Mohamed 5th University / ICARDA
Samir Alahmad, Ayed Al-Abdallat, Lee Hickey, Abdelkarim Filali-Maltouf, Bouchra Belkadi, Filippo Maria Bassi
Durum wheat (Triticum durum Desf.) is a major cereal crop grown globally. The terminal reduced moisture and heat occurring at the flowering phase are among the main constraints to its production. The molecular basis of tolerance to these threats remains mostly unknown. A subset of 100 genotypes derived from a collection of 384 accessions originating from different countries were investigated for their root growth and architecture under water-limited and well-watered treatments. Two protocols were used, "clear pot" for seminal root angle and "pasta strainer" for mature root angle evaluation. This study reveals that root architecture did not change depending on water treatment. A genotypic variation in root angle was found and two categories of root types were identified: genotypes with (i) superficial and (ii) deep rooting systems. In order to investigate the impact of each root type on yield, all genotypes were tested in the field at multiple locations and under different water regimes. The same set was also tested for heat tolerance in the field under rainfed conditions. Heat was imposed by placing a polytunnel at flowering time to raise the temperature of 10 degrees. The yield, thousand kernel weight and grain number per spike, were evaluated and compared to assess grain fertility, considered as a key trait of heat tolerance. The complete set was genotyped and a genome scan using 8173 SNPs markers developed by 35K Axiom array allowed to identify the genomic regions influencing drought and heat adaptation mechanisms. The pyramiding of this genomic regions could lead to an improved resilience to climate change and increase durum wheat productivity.

Work order
List every person named as an author of the durum wheat abstract above.

Dataset records
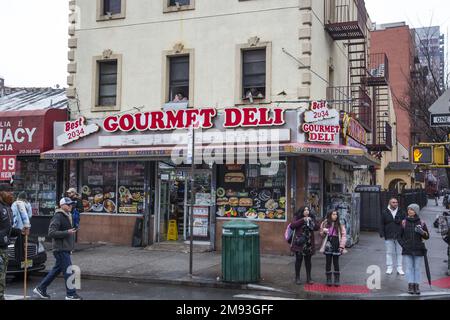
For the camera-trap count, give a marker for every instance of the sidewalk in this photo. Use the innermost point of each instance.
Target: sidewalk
(277, 272)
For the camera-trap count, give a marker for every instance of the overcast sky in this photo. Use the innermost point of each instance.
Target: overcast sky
(33, 34)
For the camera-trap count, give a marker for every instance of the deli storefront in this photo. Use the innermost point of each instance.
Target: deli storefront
(24, 135)
(134, 172)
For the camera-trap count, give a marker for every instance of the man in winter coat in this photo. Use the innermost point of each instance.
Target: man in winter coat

Output for this task
Samir Alahmad, Ayed Al-Abdallat, Lee Hickey, Abdelkarim Filali-Maltouf, Bouchra Belkadi, Filippo Maria Bassi